▸ **Problem description**: From the data below, set down exactly the lines between the one holding "Target: dog's paw" and the one holding "indicate the grout line, one dot per instance", inclusive, and no others.

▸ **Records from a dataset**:
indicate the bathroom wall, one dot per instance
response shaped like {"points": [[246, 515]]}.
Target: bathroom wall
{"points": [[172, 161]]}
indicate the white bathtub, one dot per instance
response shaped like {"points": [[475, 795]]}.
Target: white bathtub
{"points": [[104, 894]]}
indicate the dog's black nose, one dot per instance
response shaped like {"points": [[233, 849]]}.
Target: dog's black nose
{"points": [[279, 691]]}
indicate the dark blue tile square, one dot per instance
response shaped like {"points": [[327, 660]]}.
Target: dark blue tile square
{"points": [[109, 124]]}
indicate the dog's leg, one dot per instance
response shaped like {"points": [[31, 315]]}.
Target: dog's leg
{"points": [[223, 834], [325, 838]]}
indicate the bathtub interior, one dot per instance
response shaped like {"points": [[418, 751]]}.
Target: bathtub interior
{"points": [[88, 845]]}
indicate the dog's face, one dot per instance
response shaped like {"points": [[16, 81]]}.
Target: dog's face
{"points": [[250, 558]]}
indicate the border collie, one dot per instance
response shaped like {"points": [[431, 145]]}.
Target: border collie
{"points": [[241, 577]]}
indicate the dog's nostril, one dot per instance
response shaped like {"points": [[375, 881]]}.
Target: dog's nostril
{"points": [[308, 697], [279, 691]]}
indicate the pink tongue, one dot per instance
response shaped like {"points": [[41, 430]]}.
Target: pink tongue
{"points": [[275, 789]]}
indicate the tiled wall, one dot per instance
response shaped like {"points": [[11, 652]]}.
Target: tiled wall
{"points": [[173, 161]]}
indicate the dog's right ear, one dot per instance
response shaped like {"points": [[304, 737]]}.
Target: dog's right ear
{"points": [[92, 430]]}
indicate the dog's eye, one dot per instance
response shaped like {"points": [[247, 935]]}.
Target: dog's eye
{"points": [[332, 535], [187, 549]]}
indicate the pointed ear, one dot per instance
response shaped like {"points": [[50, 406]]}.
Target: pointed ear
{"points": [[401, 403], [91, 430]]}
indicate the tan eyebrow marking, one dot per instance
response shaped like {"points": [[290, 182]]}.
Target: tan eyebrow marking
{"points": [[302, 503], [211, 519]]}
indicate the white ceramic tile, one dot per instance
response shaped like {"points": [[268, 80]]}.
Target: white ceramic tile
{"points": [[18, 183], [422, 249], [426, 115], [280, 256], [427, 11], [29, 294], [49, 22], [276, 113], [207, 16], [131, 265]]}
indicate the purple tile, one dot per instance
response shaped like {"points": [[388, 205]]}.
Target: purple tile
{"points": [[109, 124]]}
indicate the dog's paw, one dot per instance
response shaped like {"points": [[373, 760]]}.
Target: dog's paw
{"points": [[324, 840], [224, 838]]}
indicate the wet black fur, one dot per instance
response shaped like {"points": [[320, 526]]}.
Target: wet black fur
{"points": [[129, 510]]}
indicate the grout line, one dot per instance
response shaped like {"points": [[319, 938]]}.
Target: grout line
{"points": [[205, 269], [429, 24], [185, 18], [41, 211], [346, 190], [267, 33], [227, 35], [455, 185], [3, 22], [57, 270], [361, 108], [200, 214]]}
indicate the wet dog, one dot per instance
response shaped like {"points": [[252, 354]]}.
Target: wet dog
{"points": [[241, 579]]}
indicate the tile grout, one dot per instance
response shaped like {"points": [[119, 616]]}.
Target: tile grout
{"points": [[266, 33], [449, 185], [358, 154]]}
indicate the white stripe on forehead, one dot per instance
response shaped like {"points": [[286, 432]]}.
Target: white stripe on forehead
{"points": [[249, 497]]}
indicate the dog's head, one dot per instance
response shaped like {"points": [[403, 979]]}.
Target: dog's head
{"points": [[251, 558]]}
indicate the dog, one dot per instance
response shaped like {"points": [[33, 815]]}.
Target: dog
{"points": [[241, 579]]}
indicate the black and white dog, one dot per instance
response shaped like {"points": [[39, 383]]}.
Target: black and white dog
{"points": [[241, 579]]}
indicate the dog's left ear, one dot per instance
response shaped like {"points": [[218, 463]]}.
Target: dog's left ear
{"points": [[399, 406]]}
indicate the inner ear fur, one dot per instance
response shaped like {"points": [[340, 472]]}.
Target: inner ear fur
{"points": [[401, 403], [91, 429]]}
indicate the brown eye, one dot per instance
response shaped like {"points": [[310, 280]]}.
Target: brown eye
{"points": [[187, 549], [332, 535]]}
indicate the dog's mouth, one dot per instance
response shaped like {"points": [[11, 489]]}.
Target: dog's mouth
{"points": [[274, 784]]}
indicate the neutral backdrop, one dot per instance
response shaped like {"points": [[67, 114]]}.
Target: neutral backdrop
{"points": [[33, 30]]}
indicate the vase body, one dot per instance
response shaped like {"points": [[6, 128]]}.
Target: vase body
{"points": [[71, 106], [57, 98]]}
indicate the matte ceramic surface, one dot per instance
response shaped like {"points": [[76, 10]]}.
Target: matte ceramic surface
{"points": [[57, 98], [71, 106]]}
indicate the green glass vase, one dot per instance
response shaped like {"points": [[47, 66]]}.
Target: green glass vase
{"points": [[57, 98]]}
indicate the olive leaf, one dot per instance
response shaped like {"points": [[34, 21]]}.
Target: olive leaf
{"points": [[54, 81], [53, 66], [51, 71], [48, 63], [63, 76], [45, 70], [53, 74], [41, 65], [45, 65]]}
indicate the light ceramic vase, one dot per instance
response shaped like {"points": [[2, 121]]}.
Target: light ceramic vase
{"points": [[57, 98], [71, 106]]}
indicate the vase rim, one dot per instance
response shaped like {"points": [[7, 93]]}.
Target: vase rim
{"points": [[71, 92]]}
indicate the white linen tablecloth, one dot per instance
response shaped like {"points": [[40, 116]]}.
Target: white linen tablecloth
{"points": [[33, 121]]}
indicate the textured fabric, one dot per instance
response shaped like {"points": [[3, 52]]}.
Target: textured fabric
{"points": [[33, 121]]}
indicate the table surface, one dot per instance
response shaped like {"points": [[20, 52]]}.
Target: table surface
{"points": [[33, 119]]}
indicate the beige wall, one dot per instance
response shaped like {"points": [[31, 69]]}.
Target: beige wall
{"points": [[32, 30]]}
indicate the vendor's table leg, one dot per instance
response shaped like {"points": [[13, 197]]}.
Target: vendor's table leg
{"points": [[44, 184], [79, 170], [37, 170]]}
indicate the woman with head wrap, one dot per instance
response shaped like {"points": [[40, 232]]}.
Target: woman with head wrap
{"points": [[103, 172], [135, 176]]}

▸ **Result for this task**:
Target: dog's paw
{"points": [[324, 840], [224, 838]]}
indicate the wet black fur, one dot per instance
response shaped like {"points": [[320, 526]]}.
Target: wet black fur
{"points": [[129, 510]]}
indicate the grout line, one dot per instance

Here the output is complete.